**Requirement:** Take the line containing "[indicate] butterfly decal" and every line after it to the end of the data, and write them out exactly as they appear.
+ + +
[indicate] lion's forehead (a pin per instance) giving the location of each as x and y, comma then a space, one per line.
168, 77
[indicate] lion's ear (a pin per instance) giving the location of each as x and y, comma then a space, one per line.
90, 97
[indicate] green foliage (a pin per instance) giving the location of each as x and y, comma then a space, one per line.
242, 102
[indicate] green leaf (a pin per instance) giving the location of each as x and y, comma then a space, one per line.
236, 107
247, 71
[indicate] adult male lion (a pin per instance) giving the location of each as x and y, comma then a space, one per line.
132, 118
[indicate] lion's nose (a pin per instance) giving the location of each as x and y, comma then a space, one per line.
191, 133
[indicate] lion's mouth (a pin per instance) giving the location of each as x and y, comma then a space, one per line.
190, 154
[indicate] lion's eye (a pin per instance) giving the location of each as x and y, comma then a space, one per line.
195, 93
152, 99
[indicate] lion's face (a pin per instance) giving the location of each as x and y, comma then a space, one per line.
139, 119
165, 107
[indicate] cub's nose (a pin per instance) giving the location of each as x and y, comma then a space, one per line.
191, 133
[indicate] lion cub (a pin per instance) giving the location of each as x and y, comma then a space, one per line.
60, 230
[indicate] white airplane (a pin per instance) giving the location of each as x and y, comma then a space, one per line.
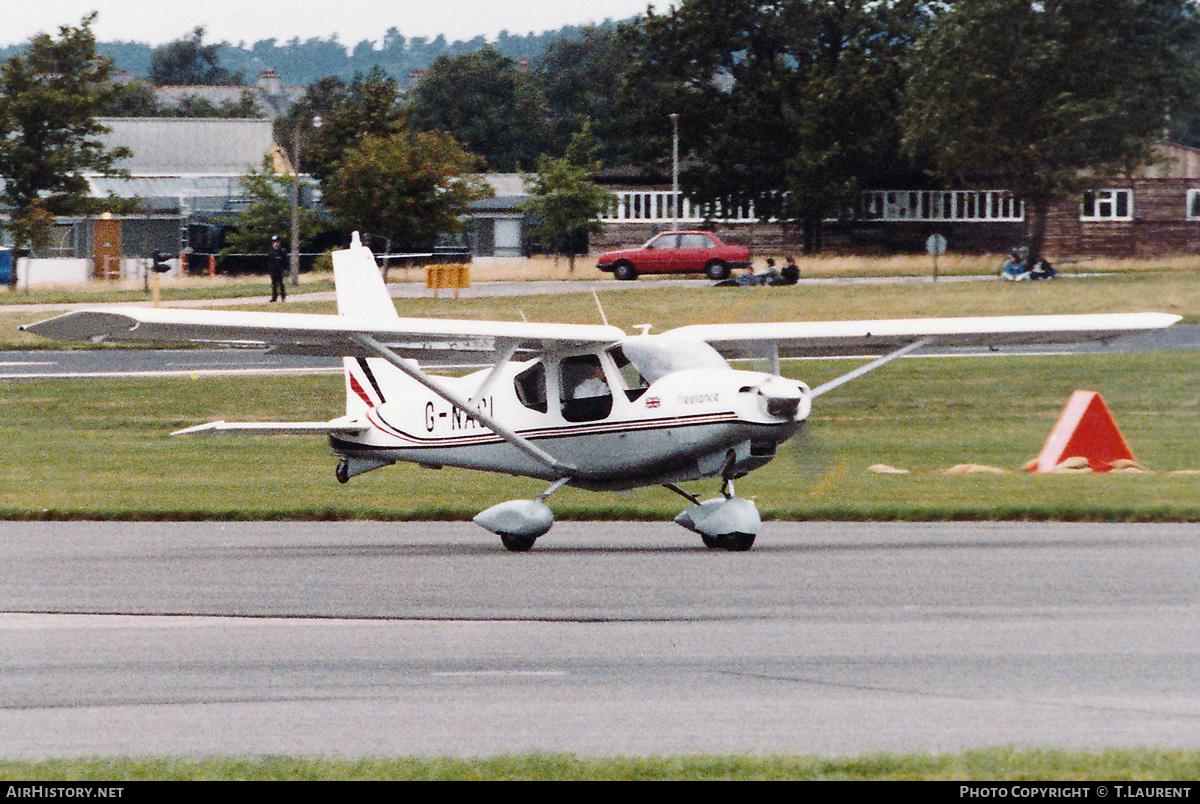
587, 406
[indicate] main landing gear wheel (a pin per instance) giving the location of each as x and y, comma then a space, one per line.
515, 544
735, 543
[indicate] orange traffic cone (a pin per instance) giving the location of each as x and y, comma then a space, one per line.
1085, 430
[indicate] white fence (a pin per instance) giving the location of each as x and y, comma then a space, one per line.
655, 207
935, 205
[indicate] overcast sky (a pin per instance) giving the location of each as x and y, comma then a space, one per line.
352, 21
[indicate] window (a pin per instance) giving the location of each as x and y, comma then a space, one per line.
635, 384
1107, 205
1194, 204
531, 387
695, 241
583, 391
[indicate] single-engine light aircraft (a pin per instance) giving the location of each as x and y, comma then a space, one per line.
587, 406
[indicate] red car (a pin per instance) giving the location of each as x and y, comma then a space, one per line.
676, 252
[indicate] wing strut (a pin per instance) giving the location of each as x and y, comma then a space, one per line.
504, 353
871, 366
523, 444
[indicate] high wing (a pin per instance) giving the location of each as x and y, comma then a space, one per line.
897, 337
881, 336
430, 340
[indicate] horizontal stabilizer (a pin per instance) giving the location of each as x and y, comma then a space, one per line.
340, 426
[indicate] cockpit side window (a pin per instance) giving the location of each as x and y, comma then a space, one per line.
531, 387
583, 391
635, 384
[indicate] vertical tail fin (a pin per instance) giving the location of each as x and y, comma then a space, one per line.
361, 294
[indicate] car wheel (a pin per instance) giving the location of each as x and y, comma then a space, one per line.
717, 270
624, 271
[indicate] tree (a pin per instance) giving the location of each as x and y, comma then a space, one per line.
408, 187
269, 214
567, 203
190, 63
576, 79
49, 95
351, 112
484, 102
787, 103
1047, 95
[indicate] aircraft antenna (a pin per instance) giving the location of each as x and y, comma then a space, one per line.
603, 317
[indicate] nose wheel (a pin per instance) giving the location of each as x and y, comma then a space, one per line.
727, 522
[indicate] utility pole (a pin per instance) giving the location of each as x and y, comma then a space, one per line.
675, 171
294, 251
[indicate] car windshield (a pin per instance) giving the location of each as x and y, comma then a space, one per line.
658, 355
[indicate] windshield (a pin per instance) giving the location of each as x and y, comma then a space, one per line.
658, 355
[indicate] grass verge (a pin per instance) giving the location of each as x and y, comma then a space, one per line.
989, 765
101, 450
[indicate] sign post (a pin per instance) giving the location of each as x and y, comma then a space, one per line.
936, 247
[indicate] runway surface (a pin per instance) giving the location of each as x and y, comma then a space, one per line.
381, 639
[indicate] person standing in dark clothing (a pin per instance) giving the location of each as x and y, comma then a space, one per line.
277, 262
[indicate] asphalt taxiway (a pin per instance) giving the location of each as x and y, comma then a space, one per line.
387, 639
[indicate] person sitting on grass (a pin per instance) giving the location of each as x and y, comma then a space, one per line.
1015, 269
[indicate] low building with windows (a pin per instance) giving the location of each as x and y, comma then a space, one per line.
1152, 213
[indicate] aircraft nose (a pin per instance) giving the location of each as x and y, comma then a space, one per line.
780, 397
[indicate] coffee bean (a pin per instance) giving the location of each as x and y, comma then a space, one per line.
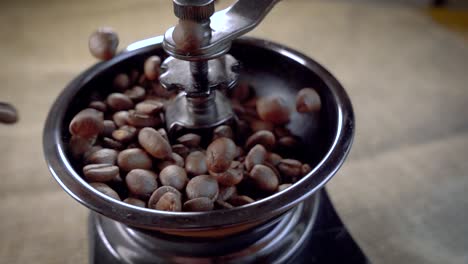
142, 120
79, 146
103, 43
195, 163
136, 93
119, 102
135, 202
105, 189
190, 140
154, 143
219, 154
121, 82
283, 187
151, 68
149, 107
264, 178
308, 100
256, 155
290, 167
134, 158
226, 192
125, 134
305, 169
98, 105
120, 118
141, 183
88, 123
169, 202
223, 204
198, 205
239, 200
258, 125
262, 137
109, 127
223, 131
274, 109
102, 156
288, 142
273, 158
174, 160
111, 143
202, 186
180, 149
100, 172
174, 176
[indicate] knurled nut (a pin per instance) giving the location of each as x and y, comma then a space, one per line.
192, 11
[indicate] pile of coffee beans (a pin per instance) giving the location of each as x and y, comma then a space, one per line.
123, 149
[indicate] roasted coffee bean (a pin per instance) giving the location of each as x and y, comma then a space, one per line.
223, 131
258, 125
290, 167
288, 142
198, 205
264, 177
169, 202
223, 204
305, 169
274, 109
273, 158
102, 156
120, 118
103, 43
282, 132
283, 187
158, 193
125, 134
119, 102
174, 160
262, 137
219, 154
154, 143
190, 140
121, 82
141, 183
90, 151
308, 100
174, 176
151, 68
231, 176
241, 92
135, 158
100, 172
136, 93
239, 200
226, 192
79, 146
109, 127
202, 186
105, 189
149, 107
256, 155
111, 143
88, 123
135, 202
180, 149
195, 163
142, 120
98, 105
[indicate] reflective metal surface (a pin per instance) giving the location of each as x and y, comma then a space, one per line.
274, 242
269, 68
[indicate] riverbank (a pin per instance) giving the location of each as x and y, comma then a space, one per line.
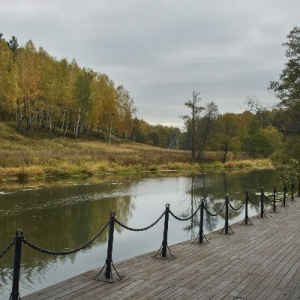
28, 156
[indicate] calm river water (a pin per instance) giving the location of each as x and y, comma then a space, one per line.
61, 216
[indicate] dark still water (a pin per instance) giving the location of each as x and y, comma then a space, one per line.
64, 216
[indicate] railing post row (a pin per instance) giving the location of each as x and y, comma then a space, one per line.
201, 233
274, 199
246, 208
17, 265
262, 195
284, 195
108, 271
292, 190
165, 234
226, 214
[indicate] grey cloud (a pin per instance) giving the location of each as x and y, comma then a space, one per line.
161, 50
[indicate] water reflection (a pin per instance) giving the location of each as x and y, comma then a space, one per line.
64, 216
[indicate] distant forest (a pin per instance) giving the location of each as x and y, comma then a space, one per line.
39, 92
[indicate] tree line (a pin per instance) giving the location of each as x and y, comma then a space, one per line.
41, 92
260, 131
38, 91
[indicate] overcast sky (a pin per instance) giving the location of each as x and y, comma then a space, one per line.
160, 51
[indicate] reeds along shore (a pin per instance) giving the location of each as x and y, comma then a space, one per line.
25, 156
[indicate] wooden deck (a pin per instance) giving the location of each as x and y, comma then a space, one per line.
261, 261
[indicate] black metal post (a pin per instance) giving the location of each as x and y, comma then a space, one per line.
17, 265
107, 276
201, 234
262, 195
165, 235
274, 199
226, 214
292, 190
247, 220
284, 195
108, 271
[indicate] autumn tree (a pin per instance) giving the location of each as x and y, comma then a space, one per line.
190, 120
9, 90
230, 128
287, 90
205, 126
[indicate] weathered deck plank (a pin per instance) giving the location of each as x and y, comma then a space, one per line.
260, 261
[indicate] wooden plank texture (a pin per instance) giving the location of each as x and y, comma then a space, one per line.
260, 261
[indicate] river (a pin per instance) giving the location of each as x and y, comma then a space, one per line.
63, 215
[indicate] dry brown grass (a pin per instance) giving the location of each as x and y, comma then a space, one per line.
38, 155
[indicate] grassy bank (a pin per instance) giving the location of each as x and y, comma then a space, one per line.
34, 155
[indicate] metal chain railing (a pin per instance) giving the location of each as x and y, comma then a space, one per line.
254, 203
51, 252
234, 207
214, 215
185, 219
140, 229
7, 248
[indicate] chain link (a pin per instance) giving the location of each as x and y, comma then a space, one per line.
234, 207
254, 203
185, 219
64, 252
214, 215
7, 248
140, 229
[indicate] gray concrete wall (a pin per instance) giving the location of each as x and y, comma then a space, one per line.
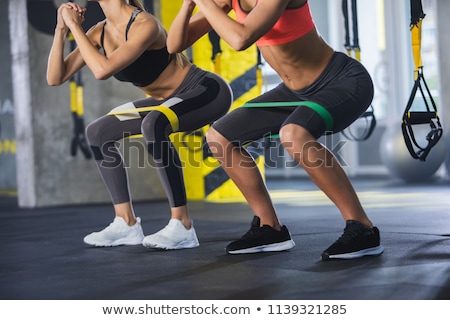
7, 135
443, 12
47, 174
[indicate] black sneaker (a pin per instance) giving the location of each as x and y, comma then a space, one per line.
357, 241
262, 239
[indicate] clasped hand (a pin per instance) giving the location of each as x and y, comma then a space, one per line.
70, 13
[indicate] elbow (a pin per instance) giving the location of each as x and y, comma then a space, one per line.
240, 44
101, 74
174, 47
53, 82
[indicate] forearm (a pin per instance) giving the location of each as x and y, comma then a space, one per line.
229, 30
56, 68
91, 56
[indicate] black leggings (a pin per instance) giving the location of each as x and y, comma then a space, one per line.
202, 98
343, 92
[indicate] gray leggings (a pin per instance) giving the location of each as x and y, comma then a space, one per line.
201, 99
343, 92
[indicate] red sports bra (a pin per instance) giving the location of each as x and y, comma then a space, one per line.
293, 24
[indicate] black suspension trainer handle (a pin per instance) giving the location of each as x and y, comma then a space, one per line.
429, 115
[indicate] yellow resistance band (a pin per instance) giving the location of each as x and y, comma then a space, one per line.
170, 115
416, 40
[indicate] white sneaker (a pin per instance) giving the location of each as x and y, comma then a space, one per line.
172, 236
116, 234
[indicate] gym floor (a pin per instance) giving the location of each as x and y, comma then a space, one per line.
43, 255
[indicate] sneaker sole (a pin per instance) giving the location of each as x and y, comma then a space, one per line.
182, 245
121, 242
274, 247
375, 251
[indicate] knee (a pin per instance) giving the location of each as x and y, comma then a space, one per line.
292, 133
93, 132
216, 142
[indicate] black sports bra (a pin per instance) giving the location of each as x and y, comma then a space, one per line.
145, 69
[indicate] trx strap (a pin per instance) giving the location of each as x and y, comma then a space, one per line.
214, 38
166, 111
323, 113
77, 109
369, 114
428, 116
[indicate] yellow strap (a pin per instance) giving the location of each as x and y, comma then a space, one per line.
416, 41
80, 106
73, 96
169, 113
358, 54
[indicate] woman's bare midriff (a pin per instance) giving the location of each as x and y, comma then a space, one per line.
300, 62
168, 81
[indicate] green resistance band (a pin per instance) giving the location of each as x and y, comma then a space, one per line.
323, 113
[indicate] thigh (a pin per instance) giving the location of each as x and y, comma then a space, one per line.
246, 124
115, 127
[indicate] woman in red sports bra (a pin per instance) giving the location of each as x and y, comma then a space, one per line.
322, 91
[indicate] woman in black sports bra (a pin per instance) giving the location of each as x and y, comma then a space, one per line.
130, 45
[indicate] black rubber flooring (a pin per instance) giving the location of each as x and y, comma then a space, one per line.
43, 256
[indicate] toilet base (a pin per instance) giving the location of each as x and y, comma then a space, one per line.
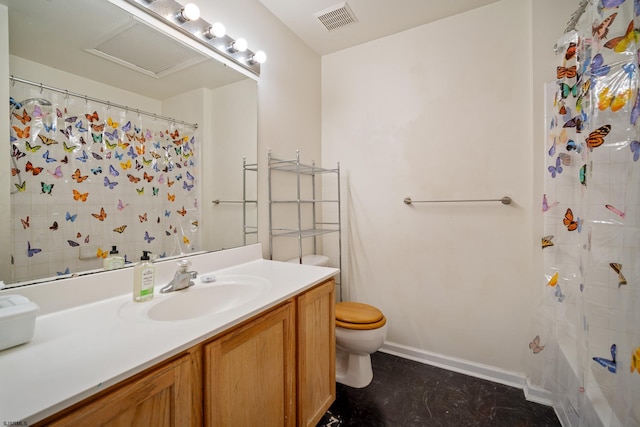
353, 370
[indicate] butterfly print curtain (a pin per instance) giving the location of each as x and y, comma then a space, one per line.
590, 329
87, 177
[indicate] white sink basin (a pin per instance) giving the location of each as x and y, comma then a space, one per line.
202, 299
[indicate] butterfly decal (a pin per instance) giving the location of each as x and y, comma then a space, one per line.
596, 138
46, 188
621, 43
112, 124
94, 117
77, 176
17, 154
112, 135
79, 126
148, 238
553, 281
46, 140
24, 118
100, 216
570, 223
69, 217
80, 196
110, 184
31, 148
84, 157
132, 153
554, 170
535, 346
598, 67
610, 364
601, 30
635, 149
32, 251
34, 170
618, 269
566, 90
+ + +
**Answer below:**
[indicate] butterfly decal (a pin per instance) giving the location of each as x and y, comma then a space, one per line.
596, 138
46, 188
621, 43
112, 124
94, 117
77, 176
17, 154
112, 135
79, 126
148, 238
553, 281
46, 140
24, 118
100, 216
570, 223
69, 217
80, 196
110, 184
31, 148
84, 157
132, 153
554, 170
535, 346
598, 67
610, 364
601, 30
635, 149
32, 251
34, 170
618, 269
566, 90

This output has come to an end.